* [PROBLEMS]
• A. Using the Athena post, answer each question:
(i) What kind of queries does AWS Athena use to analyze data in Amazon S3?
(ii) What is returned when a query is submitted to Athena through an API call?
(iii) Which AMI does the EC2 instance in the requirements run?
• B. From the Athena post, reproduce the stretch from "Athena queries can" through "using Boto3 Python SDKs." word for word.
• C. Translate this sentence from the Athena post into Spanish: "Athena queries can be fired from AWS Athena Console or by using the Boto3 Python SDKs."

* [EXCERPT TO READ]
AWS Athena : How to execute queries in parallel? and How to control the flow of the code till their completion? using Boto3 SDKs

8 min readMay 18, 2020

Introduction to Athena

AWS Athena can be used to analyze data in Amazon S3 using standard SQL queries. This makes it a powerful service as it reduces the overhead to create schema and load data into the schema. You can import all the data into Amazon S3 and just create a catalog over the files using AWS Glue or normal Athena CREATE EXTERNAL TABLE query and then use Athena queries to extract/analyse data from S3

Athena queries can be fired from AWS Athena Console or by using the Boto3 Python SDKs. In this blog we are going to focus on accessing Athena programmatically using Boto3 Python SDKs.

What was the Challenge?

A major challenge which I faced while using the Boto3 client library, is while submitting the list of queries to Athena which had dependency with each other. The reason for this is, when we submit a query to Athena using an API call, the query is initiated and in return we receive a query execution id for the query. Thus it becomes difficult to control the flow of the code till the query is completed successfully.

Let’s see how to control this with the implementation of the code

A key take away from this would be, how to control the flow of the code in a way, where the queries which are independent are executed in parallel and then the dependent queries are executed after successful execution of the above set of queries

Requirements

An EC2 instance(Amazon Linux 2 AMI 2.0.20200406.0 x86_64) within a default public subnet (OR within a private subnet, along with the Internet Gateway, NAT Gateway and Bastion Host configured)

* [RAW DATA]

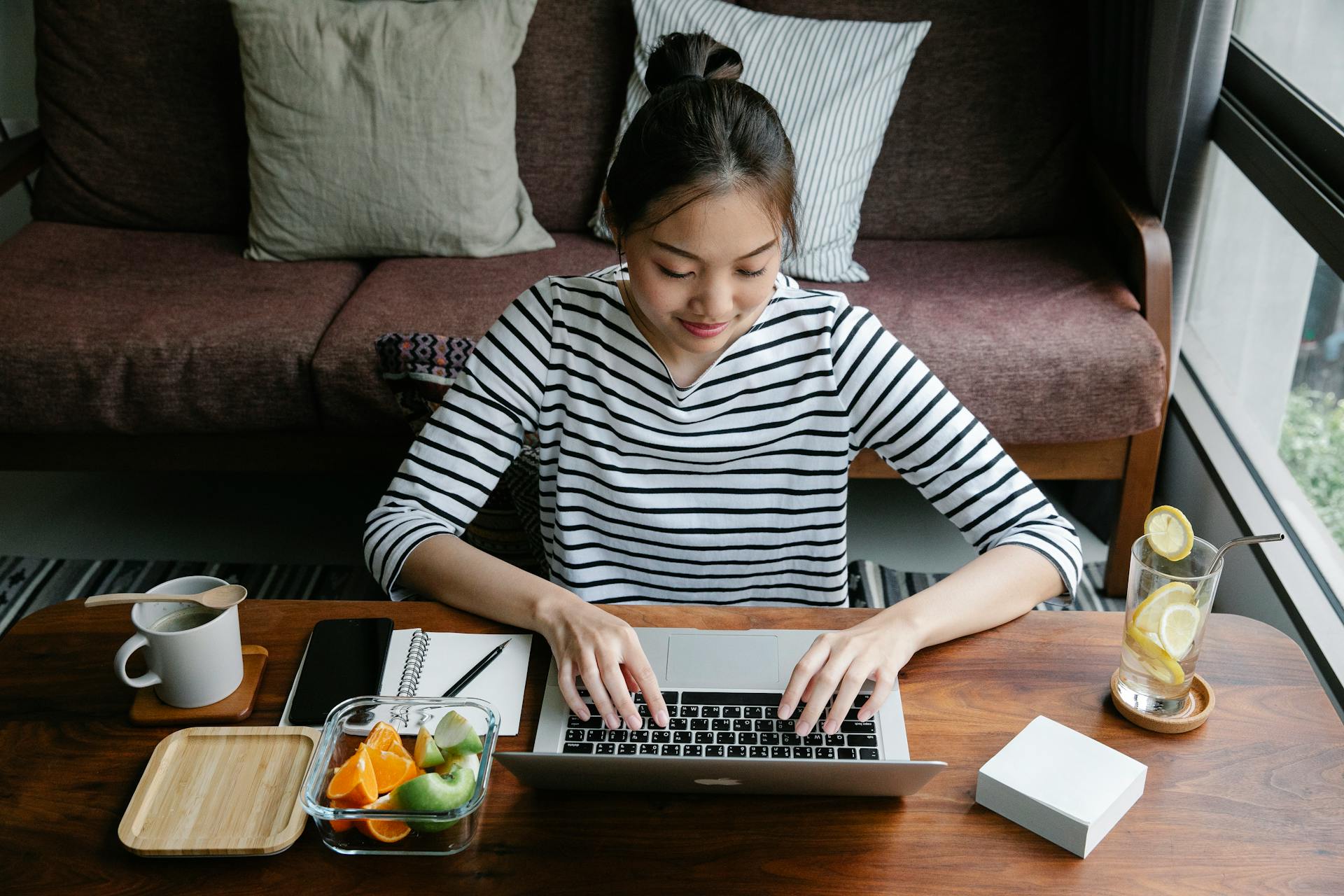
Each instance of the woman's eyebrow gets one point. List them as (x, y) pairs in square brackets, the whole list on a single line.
[(686, 254)]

* [RESPONSES BY TASK]
• A.
(i) Standard SQL queries.
(ii) A query execution id for the query.
(iii) Amazon Linux 2 AMI 2.0.20200406.0 x86_64.

• B.
Athena queries can be fired from AWS Athena Console or by using the Boto3 Python SDKs. In this blog we are going to focus on accessing Athena programmatically using Boto3 Python SDKs.

• C. Las consultas de Athena pueden lanzarse desde la consola de AWS Athena o mediante los SDK de Python de Boto3.